## Exercises to complete
1 > In the news report on parks and health, which university is Richard Mitchell a researcher at?
2 > Carry on the news report about parks and the health gap between rich and poor, starting after its last sentence.

Parks can cut health gap between rich and poor

LONDON (Reuters) - Parks, playing fields and forests greatly narrow health gaps between the rich and poor, and governments should do more to promote and invest in green areas, researchers said on Friday.

Earlier studies have linked living near green space to improved health but the findings in the journal Lancet show some of the impacts are bigger than thought, said Richard Mitchell, an epidemiologist who led the study.

“The size of the difference in the health gap is surprising and represented a much bigger effect than I had been expecting,” Mitchell, a researcher at the University of Glasgow, said in a telephone interview.

“So the key message is green spaces are another tool for governments to combat this health gap between rich and poor.”

Promoting outdoor recreation and boosting health can in the long run save on health care spending, he added.

Data records:
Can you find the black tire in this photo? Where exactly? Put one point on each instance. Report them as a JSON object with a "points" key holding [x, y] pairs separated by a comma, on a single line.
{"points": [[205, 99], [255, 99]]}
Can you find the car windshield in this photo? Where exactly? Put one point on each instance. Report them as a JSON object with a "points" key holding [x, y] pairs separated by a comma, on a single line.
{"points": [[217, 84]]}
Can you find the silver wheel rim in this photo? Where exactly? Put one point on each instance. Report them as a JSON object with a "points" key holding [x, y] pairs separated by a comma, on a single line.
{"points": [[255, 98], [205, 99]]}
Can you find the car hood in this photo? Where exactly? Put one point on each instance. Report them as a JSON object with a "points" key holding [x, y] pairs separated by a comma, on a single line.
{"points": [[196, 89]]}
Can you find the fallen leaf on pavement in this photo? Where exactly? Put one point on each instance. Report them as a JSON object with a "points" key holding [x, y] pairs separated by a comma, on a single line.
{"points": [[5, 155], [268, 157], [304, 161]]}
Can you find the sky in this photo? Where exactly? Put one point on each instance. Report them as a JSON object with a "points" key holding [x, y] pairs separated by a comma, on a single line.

## Outputs by task
1 > The University of Glasgow.

2 >
Parkland and open space make a difference, Mitchell said, by helping people get rid of stress and allowing more physical activity — both of which reduce risk of heart disease.

“This is the first time we have demonstrated that aspects of the physical environment can have an impact in such a good way,” he said. “It is a combination of exercise and restoration.”

Mitchell and colleagues looked at the health impact of parks, playing fields and forests by dividing England into five sectors based on the amount of adjacent green areas and then comparing death rates between rich and poor.

In the greenest areas, the health gap between the richest and poorest people as measured by death rates was about half as big as that in the least green areas.